[Data entries]
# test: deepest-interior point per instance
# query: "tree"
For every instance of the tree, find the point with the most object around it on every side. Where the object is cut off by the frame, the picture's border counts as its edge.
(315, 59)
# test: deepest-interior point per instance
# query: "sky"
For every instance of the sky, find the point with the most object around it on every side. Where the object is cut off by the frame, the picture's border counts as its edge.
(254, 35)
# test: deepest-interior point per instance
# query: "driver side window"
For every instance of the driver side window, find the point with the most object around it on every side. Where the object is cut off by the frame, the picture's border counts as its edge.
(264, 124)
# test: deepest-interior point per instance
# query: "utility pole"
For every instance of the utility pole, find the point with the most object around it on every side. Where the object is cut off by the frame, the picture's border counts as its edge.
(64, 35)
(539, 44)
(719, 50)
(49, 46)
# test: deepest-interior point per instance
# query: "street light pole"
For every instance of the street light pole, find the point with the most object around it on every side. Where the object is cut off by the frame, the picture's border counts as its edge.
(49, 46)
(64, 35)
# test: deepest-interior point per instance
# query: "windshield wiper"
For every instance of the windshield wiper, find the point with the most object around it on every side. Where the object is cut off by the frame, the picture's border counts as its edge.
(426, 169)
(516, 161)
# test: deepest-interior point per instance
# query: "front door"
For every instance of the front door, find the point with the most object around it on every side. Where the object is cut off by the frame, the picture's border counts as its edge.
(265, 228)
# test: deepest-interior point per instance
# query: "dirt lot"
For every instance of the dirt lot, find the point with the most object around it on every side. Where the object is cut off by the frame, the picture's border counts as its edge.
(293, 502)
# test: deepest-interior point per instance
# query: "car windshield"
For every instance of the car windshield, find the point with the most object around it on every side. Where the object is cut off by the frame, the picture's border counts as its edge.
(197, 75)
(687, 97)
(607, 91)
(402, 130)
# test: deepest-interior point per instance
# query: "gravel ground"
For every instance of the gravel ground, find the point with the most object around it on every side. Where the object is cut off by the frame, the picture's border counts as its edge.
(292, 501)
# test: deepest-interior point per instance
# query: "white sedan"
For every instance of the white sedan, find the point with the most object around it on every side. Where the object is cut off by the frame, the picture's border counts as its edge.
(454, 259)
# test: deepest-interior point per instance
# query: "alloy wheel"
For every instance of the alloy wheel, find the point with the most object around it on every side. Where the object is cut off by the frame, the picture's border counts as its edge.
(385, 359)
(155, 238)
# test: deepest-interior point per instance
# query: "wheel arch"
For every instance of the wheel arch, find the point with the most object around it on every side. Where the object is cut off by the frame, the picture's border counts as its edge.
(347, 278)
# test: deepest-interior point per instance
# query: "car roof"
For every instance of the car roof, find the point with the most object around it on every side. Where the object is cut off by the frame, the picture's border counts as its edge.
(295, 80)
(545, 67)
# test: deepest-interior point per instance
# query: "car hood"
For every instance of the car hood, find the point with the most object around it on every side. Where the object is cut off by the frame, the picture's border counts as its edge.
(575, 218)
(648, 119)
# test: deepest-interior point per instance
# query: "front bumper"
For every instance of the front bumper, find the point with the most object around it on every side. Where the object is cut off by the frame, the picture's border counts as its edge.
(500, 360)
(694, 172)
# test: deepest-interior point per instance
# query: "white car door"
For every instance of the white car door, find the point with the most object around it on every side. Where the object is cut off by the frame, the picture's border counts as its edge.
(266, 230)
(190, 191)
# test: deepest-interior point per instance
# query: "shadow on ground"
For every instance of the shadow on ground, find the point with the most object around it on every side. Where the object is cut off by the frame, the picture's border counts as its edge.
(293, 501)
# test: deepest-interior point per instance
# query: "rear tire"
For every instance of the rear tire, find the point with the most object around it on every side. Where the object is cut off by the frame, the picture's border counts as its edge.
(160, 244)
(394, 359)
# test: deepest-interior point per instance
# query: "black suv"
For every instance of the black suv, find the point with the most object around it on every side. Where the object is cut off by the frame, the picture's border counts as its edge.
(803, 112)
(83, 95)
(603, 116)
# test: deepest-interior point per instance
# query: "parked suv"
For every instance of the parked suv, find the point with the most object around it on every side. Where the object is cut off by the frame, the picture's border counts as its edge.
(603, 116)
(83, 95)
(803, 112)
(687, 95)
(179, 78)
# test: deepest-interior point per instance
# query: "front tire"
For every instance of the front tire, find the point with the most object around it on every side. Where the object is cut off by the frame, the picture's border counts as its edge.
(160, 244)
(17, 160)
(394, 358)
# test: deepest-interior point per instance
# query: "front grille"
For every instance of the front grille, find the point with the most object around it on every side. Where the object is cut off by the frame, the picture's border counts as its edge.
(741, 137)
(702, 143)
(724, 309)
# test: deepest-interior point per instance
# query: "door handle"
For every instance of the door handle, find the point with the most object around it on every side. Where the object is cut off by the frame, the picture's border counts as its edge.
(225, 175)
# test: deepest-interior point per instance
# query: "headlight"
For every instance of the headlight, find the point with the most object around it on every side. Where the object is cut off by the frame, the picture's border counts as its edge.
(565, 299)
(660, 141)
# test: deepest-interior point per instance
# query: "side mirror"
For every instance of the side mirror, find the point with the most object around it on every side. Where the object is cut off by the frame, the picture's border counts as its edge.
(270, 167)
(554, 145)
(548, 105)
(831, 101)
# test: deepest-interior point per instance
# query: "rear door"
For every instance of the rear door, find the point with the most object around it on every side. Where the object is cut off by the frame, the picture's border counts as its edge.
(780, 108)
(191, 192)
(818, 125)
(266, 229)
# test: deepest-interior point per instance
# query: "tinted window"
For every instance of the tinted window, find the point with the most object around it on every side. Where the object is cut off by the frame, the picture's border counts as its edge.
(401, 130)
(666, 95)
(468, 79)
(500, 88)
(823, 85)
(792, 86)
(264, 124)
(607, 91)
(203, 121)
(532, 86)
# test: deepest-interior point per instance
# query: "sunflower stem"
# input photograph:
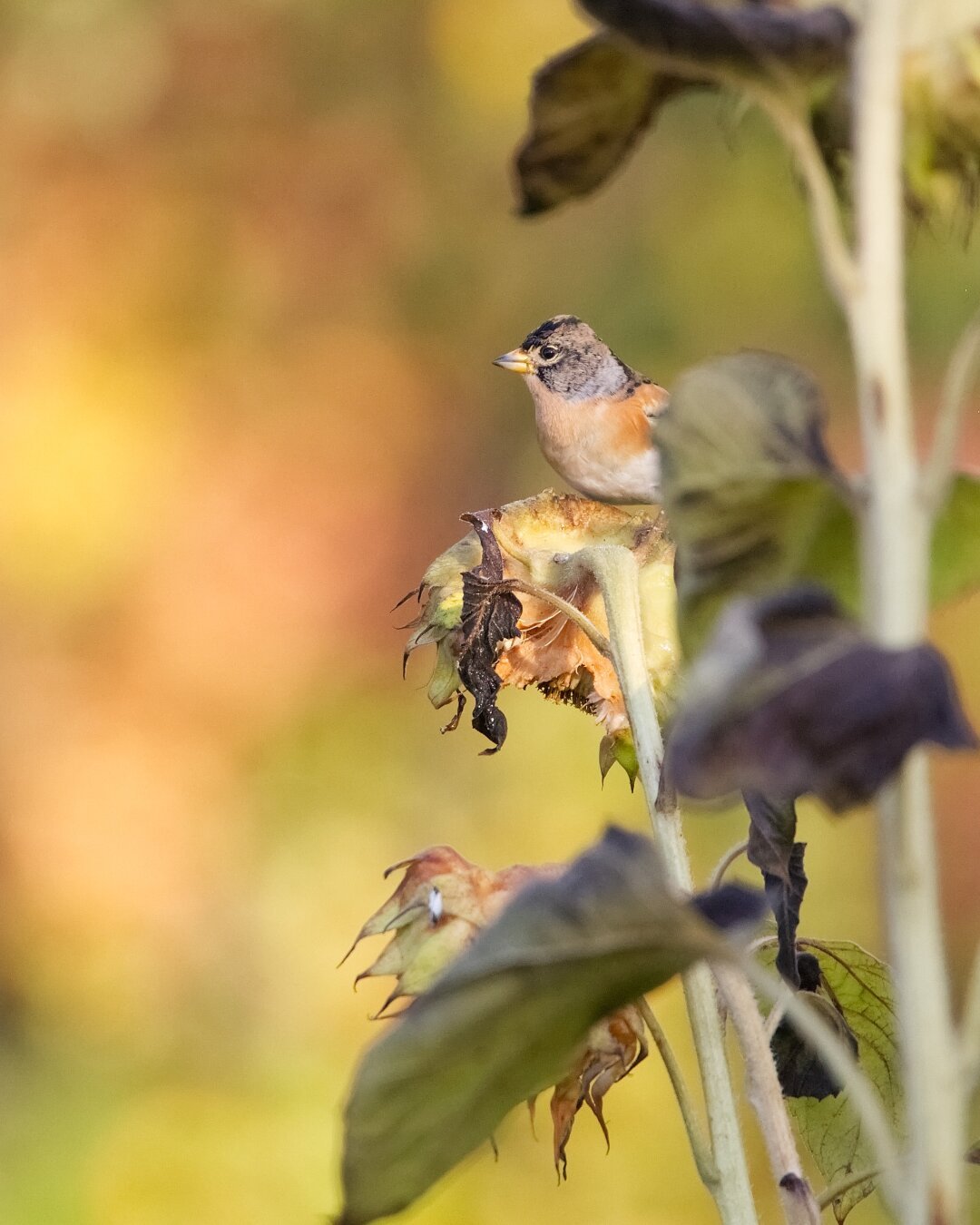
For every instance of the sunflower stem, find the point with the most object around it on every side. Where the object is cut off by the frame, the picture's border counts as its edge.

> Work instructions:
Transcribe all the records above word for word, without their images.

> Answer to the exercise:
# test: deepest-interior point per instance
# query: "tree"
For every instance of the tree, find the point with the most object around it on every side. Where the object is cut off by the frame, the picture's border counts as its edge.
(315, 59)
# test: deepest-interior point per instance
# query: "sky"
For every instance of the sky, find the point with the most object around it on every side. Where the object is cut off by the frame, the picture's border counts as its edge.
(254, 35)
# test: deepest-interior point per instance
# query: "driver side window"
For every instance of the driver side window, find the point with the most object around it on every side. Where the object is cut off by the frame, the picture's border counts as its edge.
(264, 124)
# test: deepest-interior point per instance
# query: "utility pole"
For every instance of the utility pole, find the point with the most object around it on every side. Where the object is cut off by the frame, the picture's border counts as its edge.
(64, 35)
(539, 44)
(719, 50)
(49, 46)
# test: deepest-interior point per instance
# query: "street light pole"
For every instance of the street light pole, find the point with the most object around it on every side. Where the object is cut off by the frame, the picture's border counts as its edge.
(49, 46)
(64, 35)
# test: deepest-interior point per instance
# query: "windshield wiper"
For every instance of the windshield wiper, find the point with the most object around it on every side. Where the object is cut off by the frame, the picture's border counts as its edge.
(426, 169)
(516, 161)
# test: deepest-interior point per instance
# query: "front door"
For every instance of the front door, find the point with the most object around it on every side. Where the object is cut off by the frame, the picture's border counts as its edge.
(265, 228)
# test: deepest-interior point per instance
# query: "dirt lot"
For every instance of the dirt lot, find the point with the most object around it on every side. Where the object is cut off by the frame, the picture's border counts as its edge.
(293, 502)
# test: deepest-interior point per instance
# query: "car windshield"
For every instance of the car windshield, find the point with the most object around it on every side. Where the object is cut off by the frame, the picture's border counts as its edge.
(197, 75)
(687, 97)
(607, 91)
(402, 130)
# test: deepest-interior point per instance
# query: "gravel ground"
For every instance of the gravel ground, find the point with the most object around it on every side. Where the object is cut off by the frame, the picture's border counts as its edge.
(292, 501)
# test: deepest-interior point per instance
# query: "white sedan"
For every instance of the white sedan, find the point with the most object around it on every side. Where the object is cut off by the frame, the picture's border counts as its edge.
(454, 259)
# test: deepest-interior point per instance
# query: "alloy wheel"
For every instance of the alloy wheel, find the point with the most object around it on every side. Where the object is cut off by the frame, the picture's border counts as its edge.
(385, 359)
(155, 238)
# test: deepest-interior point per instance
# query: "wheel arch"
For every instance of the wheel arch, find the point with the most object around it on every side. Where the object is cut off by the frame, the picture's border counts as its edge.
(347, 278)
# test: deepest-interior point per instance
# query: "car roof"
For every instance of the car roof, find the point with the most object around it on every side. Where the object is cut off by the frame, the picture's border counts as its edge.
(295, 80)
(545, 67)
# test: deepest-interior point per instance
# query: "car hood"
For every instance of the car hood, find the point with the most object around it on every side. Where the object is cut off by the frame, the picture's border counts as its edge.
(575, 218)
(648, 119)
# test: deepest-interior point per instance
# query: "front bumper"
For every instance of the front bumper, find the point with the most object around it on every side. Where the object is cut off by the frame, the picture's border counts as its edge.
(500, 360)
(694, 172)
# test: deepest-interior point per instance
# query: "white car door"
For every instance of the white car door, find the point with the most object around it on every side. Where the object is cut off by the frame, the picture's border counts as its edge.
(266, 230)
(190, 191)
# test: deepest-interior point per instance
# query: "shadow on ground"
For every instance of the shadow on ground, find the point with the most object around it on every side. Where the object is cut off by the frame, the picture's border counts as its edge.
(293, 501)
# test: deepest-interior point per instance
# query: "rear tire"
For every instance of the rear tire, find the point with the most object around it on every side. Where the object is cut off by the frame, the picture's border counts as its edge.
(160, 244)
(394, 359)
# test: deepest-interior point per instance
# query: "black suv"
For every instance of the black suv, find the point with the most object around it on every side. Where the object is cut off by the frame, the picture's border counts as its edge.
(803, 112)
(83, 95)
(603, 116)
# test: deepest-interior point per instance
# query: "parked suv"
For every instance of the parked suv, find the point with the most object around it on every side. Where the object is cut off by the frame, the picture's border counts as its edge.
(603, 116)
(83, 95)
(803, 112)
(687, 95)
(179, 78)
# test: deepest-interior point per instance
# query: "front tire"
For every instance of the front tire, find the point with the most object around it on every side. Where the object is cut off by the frame, the picture's border counts as its edge.
(160, 244)
(17, 160)
(394, 358)
# test: deepest-interior point per instance
# query: "front grille"
For every instance of the front grille, find the point with the most object around it on every side. Where the object is cut off by the frame, the picture's border counts as its edge.
(741, 137)
(702, 143)
(724, 309)
# test: deepest-interior point per instance
# query: "door handle"
For every instance of the door handle, find the point with the most object around it on every side. Where the object is cut off by the frame, the picture's border counts as its edge.
(225, 175)
# test: deepest-interior point per instance
# query: "headlight"
For every instance of the headlight, find the point with the most object around it on every side. Where the object is cut off by the frame, the picture's border counts as its edge.
(565, 299)
(660, 141)
# test: deepest-interior point per instance
# query: "side mirror"
For every instance of the side mirror, find the point with the most object around it on every side. Where the object is cut off by the frame, the picture's border counts as its edge.
(270, 167)
(554, 145)
(548, 105)
(831, 101)
# test: deepest-interior point per instance
# query: "rear door"
For every instance of the rear door, find the point with the most object around it on every side. Where the object is cut off by the frame, the picture's border counts as its edge.
(780, 108)
(191, 192)
(818, 125)
(266, 229)
# test: deepest-interior point per instance
# query: "tinted window"
For every instance of the tinted window, find the point with the most object around it on every side. Where the object is cut off by the frame, the picture's border counts as its edge.
(401, 130)
(666, 95)
(468, 79)
(500, 88)
(823, 85)
(792, 86)
(264, 124)
(607, 91)
(203, 121)
(532, 86)
# test: deepest-interior point per instance
# query: "sunflower stem"
# input photograph:
For every instance of the sunflower stem, find the point with the most object around it on every side. Where the object is cut off by the frame, the picture's border counts as its edge.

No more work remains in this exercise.